§ The problem: Your task is to repeat the lines below exactly, excluding any pictures they contain.

======== Data records

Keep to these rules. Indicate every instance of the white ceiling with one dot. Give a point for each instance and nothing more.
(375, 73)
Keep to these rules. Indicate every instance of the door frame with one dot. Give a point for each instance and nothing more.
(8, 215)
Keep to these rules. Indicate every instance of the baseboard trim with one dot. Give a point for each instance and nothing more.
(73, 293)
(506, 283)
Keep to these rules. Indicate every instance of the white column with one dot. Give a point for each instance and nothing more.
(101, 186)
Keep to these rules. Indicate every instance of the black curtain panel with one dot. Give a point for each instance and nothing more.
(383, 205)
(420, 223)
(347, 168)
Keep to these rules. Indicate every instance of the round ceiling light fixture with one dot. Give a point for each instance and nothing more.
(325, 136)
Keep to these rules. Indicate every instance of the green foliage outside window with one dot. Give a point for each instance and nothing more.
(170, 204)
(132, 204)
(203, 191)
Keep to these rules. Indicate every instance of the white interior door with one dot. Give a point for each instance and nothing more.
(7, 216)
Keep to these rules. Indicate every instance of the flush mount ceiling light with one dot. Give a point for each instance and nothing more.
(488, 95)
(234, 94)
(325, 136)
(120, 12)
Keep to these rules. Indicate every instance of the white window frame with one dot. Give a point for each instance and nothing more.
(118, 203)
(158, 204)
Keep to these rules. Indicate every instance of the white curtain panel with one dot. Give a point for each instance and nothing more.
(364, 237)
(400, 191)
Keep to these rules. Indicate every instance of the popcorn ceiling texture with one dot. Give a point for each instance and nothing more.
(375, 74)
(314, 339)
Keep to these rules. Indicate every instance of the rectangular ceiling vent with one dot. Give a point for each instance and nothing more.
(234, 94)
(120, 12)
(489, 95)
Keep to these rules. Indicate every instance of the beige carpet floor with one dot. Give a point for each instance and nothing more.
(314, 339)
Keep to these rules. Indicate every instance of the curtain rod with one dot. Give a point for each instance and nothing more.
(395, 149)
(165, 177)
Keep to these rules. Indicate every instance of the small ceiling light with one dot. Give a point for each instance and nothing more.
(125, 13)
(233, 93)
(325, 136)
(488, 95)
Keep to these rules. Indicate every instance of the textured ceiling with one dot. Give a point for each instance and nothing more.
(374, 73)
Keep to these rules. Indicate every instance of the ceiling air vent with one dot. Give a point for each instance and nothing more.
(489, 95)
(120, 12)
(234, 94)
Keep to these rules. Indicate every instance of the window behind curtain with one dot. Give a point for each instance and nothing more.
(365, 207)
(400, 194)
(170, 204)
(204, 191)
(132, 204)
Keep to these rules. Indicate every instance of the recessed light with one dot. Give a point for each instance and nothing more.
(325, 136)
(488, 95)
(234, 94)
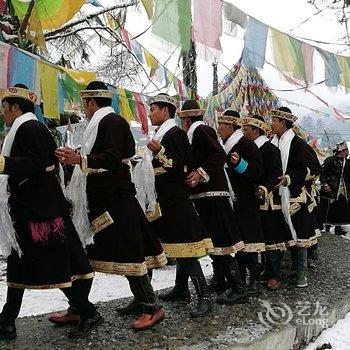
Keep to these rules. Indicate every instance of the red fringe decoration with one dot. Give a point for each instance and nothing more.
(41, 231)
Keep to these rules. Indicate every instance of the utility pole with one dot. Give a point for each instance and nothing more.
(189, 69)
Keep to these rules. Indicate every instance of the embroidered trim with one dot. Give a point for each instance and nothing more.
(86, 170)
(188, 250)
(83, 277)
(203, 174)
(281, 245)
(162, 157)
(154, 262)
(127, 269)
(210, 194)
(301, 199)
(159, 171)
(2, 164)
(254, 247)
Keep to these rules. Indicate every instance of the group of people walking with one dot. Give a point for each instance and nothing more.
(241, 200)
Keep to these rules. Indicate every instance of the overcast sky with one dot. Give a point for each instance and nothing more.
(283, 15)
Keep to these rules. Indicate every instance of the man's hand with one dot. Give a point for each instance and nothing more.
(193, 179)
(260, 193)
(234, 158)
(282, 182)
(327, 188)
(154, 146)
(67, 155)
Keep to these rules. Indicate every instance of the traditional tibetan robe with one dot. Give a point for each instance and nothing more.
(295, 154)
(124, 242)
(211, 196)
(52, 253)
(335, 204)
(179, 227)
(245, 177)
(276, 231)
(314, 170)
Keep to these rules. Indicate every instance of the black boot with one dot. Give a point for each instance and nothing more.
(7, 332)
(200, 284)
(254, 283)
(217, 282)
(237, 293)
(180, 292)
(86, 325)
(133, 308)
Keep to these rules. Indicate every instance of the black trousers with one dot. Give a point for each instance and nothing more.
(144, 294)
(77, 295)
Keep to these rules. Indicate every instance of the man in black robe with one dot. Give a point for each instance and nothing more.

================

§ Correct output:
Keep to these rules. Indicate every instance of the white ceiling with one dot. Give a point for each instance and nothing more.
(375, 73)
Keep to these rules. Indicate every instance of the door frame with one dot. Give a point for each instance and nothing more.
(8, 215)
Keep to these rules. Indicate every instance of the baseboard trim with one dot. Give a point for each instance and nothing more.
(73, 293)
(506, 283)
Keep to these rules. Indicate every instance of the white column with one dot. Give a point for each instance and nothing more.
(101, 186)
Keep to these rules. Indicate every instance of the black curtain panel with one dot. Give a point for each instance and nothing more.
(383, 205)
(420, 223)
(347, 168)
Keep to these rules. Indicate every instance of the round ceiling light fixture with one dot. Give a point for each instance and nothing more.
(325, 136)
Keep to these rules. Indicate every instance of the green foliage outside window with one dot. Give a point for each instance and nothing more.
(170, 204)
(132, 204)
(203, 191)
Keep to these rules. Indicate every instance of the white interior door with one dot. Give a point for each instance and nothing more.
(7, 216)
Keep to these rules. Indicate every instance of the flush mount ceiling light with one dot. Give a point for each instance and nothing more.
(488, 95)
(234, 94)
(325, 136)
(120, 12)
Keep to these rules. Indicate every instance of the white window frame with one dot. Give a point for each instance and nothing more.
(118, 203)
(158, 204)
Keep to these rules. Indicate every instance of the white curtain panel with one dot. Give a point for each instance and nothing more.
(364, 237)
(400, 191)
Keep to these rules. Indicate every instance of the popcorn ceiling texture with one dot. Give a point for each instance and nothing more.
(375, 74)
(314, 339)
Keep to these rules. Indicate every instance of the rectangular ceiling vent with one dot. Give a point for each instance and nothing more.
(234, 94)
(120, 12)
(489, 95)
Keep to these rules. Indicate every instance of the beige carpet floor with one dot. Give a point for each instance and nothing more.
(314, 339)
Keep to these rules. Indicate every instance of the curtain rod with one dot. Give a point for each instance and nothing more.
(395, 149)
(165, 177)
Keep to these rules. Indicate every instance of the small ceiling light with one dot. Give a point for each instance and nothing more.
(125, 13)
(233, 93)
(325, 136)
(488, 95)
Keep to these rules. Indicate every instance of the textured ceiling with one dot. Give a point for each instance and nothing more.
(374, 73)
Keep to these rules. Indicate every instance of the ceiling air vent with one dot. Give a point for each instance and nothing more.
(489, 95)
(120, 12)
(234, 94)
Keep to these rules. Indicate every instance of the window behind curtain with one dot. Give a point for each instance and nothing more.
(365, 207)
(400, 194)
(170, 204)
(204, 191)
(132, 204)
Keep to these rules. Indicate every instance of the recessed light with one dot. Give a point for each instance and nothing more.
(325, 136)
(488, 95)
(234, 94)
Keep to these rules. Indicate every instance of the red fringe decoration with one dot. Give a point for each instance and nothing more.
(41, 231)
Keep to these rules. Indicate every instance of the utility pole with one dot. Give a point for each instance and nothing more.
(189, 69)
Keep to these rules. Indicate every instance of the embroidered trim with one dot. Give a point for each instance and nothing more.
(86, 170)
(188, 250)
(83, 277)
(203, 174)
(281, 245)
(162, 157)
(154, 262)
(127, 269)
(210, 194)
(301, 199)
(159, 171)
(2, 164)
(254, 247)
Keep to these rules. Indicate every instance of the group of people walking with one dot. Give a point for each instance and nothing more.
(241, 200)
Keep to these rules. Indicate every instance of the overcast sky with one dot. Give a point for each instance and nothing more.
(283, 15)
Keep to these rules. Indicate every instance of the man's hand with one dot. Give a point for each instance and nothing more.
(193, 179)
(260, 193)
(234, 158)
(282, 182)
(327, 188)
(154, 146)
(67, 155)
Keep to these rules. Indicate every instance of the traditional tibetan robe with one dot. Give a point for each instance and nothing more.
(295, 154)
(124, 242)
(211, 196)
(52, 253)
(335, 204)
(179, 227)
(245, 177)
(276, 231)
(314, 170)
Keep to these rules. Indicate every instance of the black boot with one dot. Give a point for each instance and nothing more.
(7, 332)
(200, 284)
(254, 283)
(217, 282)
(237, 293)
(180, 292)
(86, 325)
(133, 308)
Keep to these rules. Indicate every instance of the black trousers with one dot. Give a point for each instance and nothing more.
(144, 294)
(77, 295)
Keep to these rules. Indicate every instance of the man in black robe with one dot. Give a point for each instance and nothing more.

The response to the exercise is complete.